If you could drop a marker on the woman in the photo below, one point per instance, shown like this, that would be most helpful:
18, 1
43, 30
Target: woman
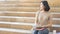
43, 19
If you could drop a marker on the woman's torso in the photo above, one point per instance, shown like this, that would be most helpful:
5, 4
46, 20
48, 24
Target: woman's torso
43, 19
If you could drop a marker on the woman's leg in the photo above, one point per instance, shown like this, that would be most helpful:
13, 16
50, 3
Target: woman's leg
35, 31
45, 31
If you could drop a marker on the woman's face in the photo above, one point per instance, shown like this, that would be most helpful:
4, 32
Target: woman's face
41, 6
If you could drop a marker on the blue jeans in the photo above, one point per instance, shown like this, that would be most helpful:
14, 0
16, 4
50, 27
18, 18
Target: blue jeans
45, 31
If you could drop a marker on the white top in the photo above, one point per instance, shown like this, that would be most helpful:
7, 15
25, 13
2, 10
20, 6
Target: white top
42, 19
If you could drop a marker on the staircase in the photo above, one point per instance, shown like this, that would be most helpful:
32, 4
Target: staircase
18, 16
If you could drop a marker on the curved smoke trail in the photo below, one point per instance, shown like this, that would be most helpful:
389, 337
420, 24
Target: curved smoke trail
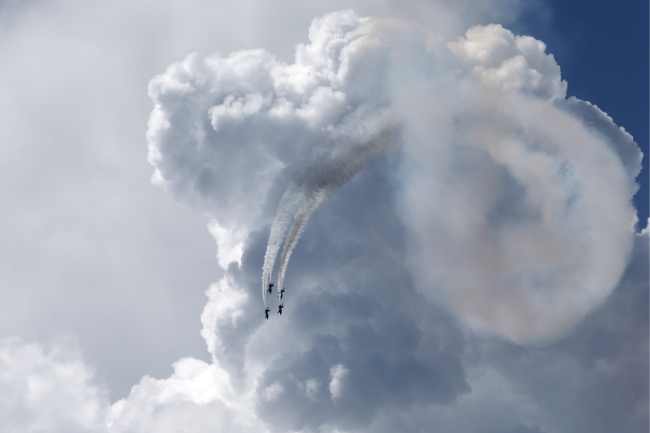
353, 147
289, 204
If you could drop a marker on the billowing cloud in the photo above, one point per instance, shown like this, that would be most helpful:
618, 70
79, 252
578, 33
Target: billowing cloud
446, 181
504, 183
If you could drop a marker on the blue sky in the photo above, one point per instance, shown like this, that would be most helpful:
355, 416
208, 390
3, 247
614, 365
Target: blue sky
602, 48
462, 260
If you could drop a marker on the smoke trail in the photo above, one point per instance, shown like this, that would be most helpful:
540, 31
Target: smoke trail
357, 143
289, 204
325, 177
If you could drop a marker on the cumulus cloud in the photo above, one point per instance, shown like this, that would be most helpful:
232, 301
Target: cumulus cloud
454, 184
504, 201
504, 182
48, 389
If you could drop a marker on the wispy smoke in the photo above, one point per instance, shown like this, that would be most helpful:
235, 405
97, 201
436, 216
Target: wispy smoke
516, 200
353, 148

- _PROBLEM_: Copy out all lines of the material above in which "below" occurs.

- _ANSWER SECTION_:
If you could drop a marker on the woman in the photo below, one point per instance, shown like this, that would be most helpful:
If you could drop a marker on the curved smoke trail in the photo below, one point per instance, shown like this, that would be most helpful:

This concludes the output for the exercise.